Featured Stories

Honor P-town's colorful characters

On the Town

For some reason I've never able to figure out, the city of Portland has always gone out of its way to make itself seem more boring that it really is.

To read the usual tourist-oriented twaddle, it's as if we were nothing but a well-ordered city with a big bookstore, green spaces and excellent restaurants.

And, oh yes, did we forget to tell you that Portland is one of the most bike-friendly cities in the entire nation?

Hubba-hubba.

And it's not just for the consumption of all those would-be tourists, either.

The belief that we are terminally boring here is so deeply embedded in the civic psyche that most residents don't bother to question it themselves.

No wonder the propaganda intended for the outside world, from the Portland Oregon Visitors Association among others, is so insipid.

What we need, first of all, is to be told of some of the more exciting and colorful people who've lived and worked here over the years.

** Entries shown **
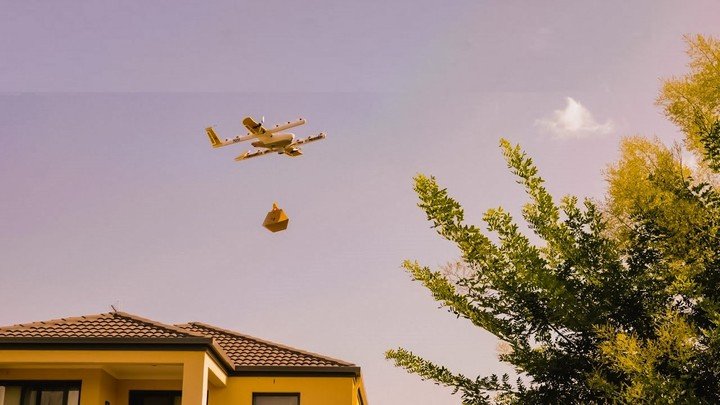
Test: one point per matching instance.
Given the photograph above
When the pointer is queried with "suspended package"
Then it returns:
(276, 220)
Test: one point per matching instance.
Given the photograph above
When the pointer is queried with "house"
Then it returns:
(122, 359)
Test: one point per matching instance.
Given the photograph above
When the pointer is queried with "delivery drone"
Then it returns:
(269, 140)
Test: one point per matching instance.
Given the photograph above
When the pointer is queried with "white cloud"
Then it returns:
(575, 121)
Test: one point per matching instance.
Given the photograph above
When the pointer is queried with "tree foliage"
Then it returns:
(619, 302)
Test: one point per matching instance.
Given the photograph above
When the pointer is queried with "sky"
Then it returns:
(110, 193)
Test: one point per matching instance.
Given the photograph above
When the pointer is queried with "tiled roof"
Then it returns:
(246, 350)
(239, 350)
(113, 325)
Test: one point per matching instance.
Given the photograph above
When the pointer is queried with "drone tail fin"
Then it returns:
(214, 140)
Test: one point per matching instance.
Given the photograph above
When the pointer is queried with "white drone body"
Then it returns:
(267, 140)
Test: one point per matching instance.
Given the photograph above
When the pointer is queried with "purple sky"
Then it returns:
(111, 194)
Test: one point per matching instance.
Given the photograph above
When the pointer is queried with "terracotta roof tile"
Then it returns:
(112, 325)
(246, 350)
(240, 350)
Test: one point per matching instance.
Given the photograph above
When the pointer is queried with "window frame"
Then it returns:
(275, 394)
(45, 385)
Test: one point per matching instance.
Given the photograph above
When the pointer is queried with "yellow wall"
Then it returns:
(313, 390)
(98, 386)
(125, 386)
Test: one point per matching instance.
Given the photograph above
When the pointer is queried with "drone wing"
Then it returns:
(249, 154)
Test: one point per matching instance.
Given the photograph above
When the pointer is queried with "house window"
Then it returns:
(276, 398)
(155, 397)
(40, 393)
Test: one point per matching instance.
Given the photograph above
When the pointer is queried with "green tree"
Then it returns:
(620, 301)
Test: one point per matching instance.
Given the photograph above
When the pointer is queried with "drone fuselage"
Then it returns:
(269, 139)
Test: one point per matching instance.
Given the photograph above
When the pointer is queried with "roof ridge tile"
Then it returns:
(270, 343)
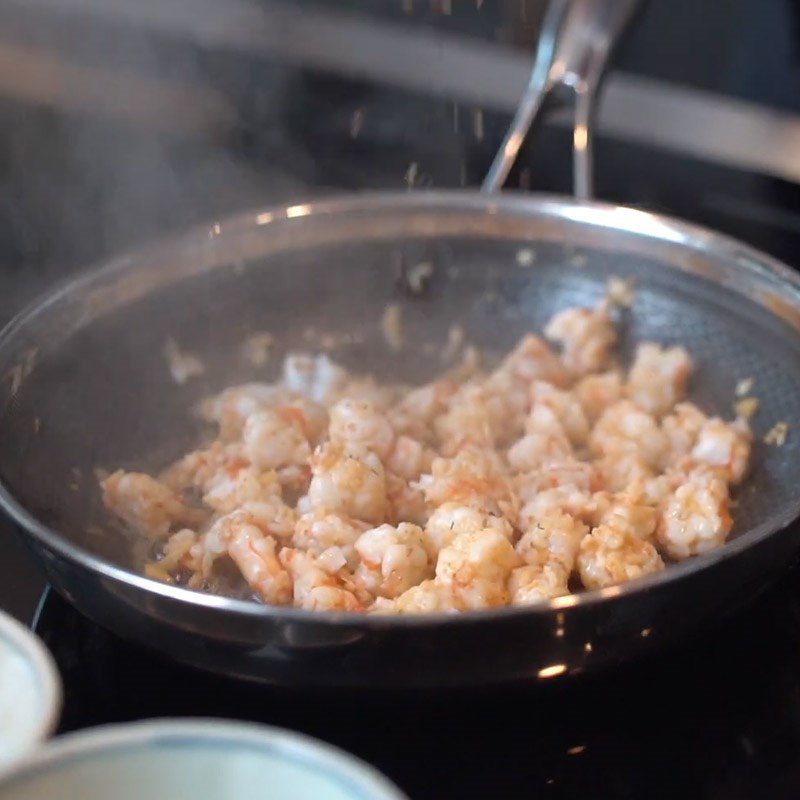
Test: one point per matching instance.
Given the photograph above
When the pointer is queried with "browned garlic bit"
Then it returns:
(328, 491)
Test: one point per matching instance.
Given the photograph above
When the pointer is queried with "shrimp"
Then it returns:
(451, 519)
(682, 427)
(530, 584)
(567, 472)
(275, 438)
(252, 550)
(597, 392)
(348, 480)
(630, 512)
(657, 379)
(475, 566)
(610, 555)
(625, 428)
(200, 468)
(554, 539)
(409, 458)
(586, 337)
(563, 407)
(316, 589)
(532, 359)
(319, 531)
(147, 505)
(238, 484)
(314, 377)
(695, 519)
(472, 419)
(575, 502)
(405, 500)
(392, 559)
(427, 597)
(415, 413)
(473, 477)
(359, 423)
(725, 446)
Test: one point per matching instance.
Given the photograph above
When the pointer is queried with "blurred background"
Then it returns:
(121, 121)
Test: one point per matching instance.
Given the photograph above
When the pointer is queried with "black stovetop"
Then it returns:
(717, 718)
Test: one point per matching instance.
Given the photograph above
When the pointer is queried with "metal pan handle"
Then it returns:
(574, 44)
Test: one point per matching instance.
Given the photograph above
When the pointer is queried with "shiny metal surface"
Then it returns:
(86, 363)
(574, 44)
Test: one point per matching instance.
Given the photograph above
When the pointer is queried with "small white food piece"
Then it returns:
(586, 337)
(554, 539)
(476, 566)
(392, 559)
(145, 504)
(182, 366)
(359, 423)
(348, 480)
(625, 428)
(610, 555)
(273, 439)
(451, 519)
(658, 377)
(314, 588)
(695, 519)
(724, 445)
(529, 585)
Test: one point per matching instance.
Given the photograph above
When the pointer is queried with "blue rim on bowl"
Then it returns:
(347, 776)
(31, 662)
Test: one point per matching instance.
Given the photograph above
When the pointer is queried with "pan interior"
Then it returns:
(93, 389)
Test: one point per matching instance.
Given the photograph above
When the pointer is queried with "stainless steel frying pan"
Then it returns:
(85, 385)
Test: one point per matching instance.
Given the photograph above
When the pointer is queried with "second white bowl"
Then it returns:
(193, 760)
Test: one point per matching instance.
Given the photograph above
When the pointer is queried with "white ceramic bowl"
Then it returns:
(30, 691)
(193, 760)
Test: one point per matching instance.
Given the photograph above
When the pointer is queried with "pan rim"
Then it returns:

** About this task **
Rewrite the Portland column from "To read the" to "would-be tourists, either.", putting "fine restaurants" in place of "excellent restaurants".

** Expected output **
To read the usual tourist-oriented twaddle, it's as if we were nothing but a well-ordered city with a big bookstore, green spaces and fine restaurants.

And, oh yes, did we forget to tell you that Portland is one of the most bike-friendly cities in the entire nation?

Hubba-hubba.

And it's not just for the consumption of all those would-be tourists, either.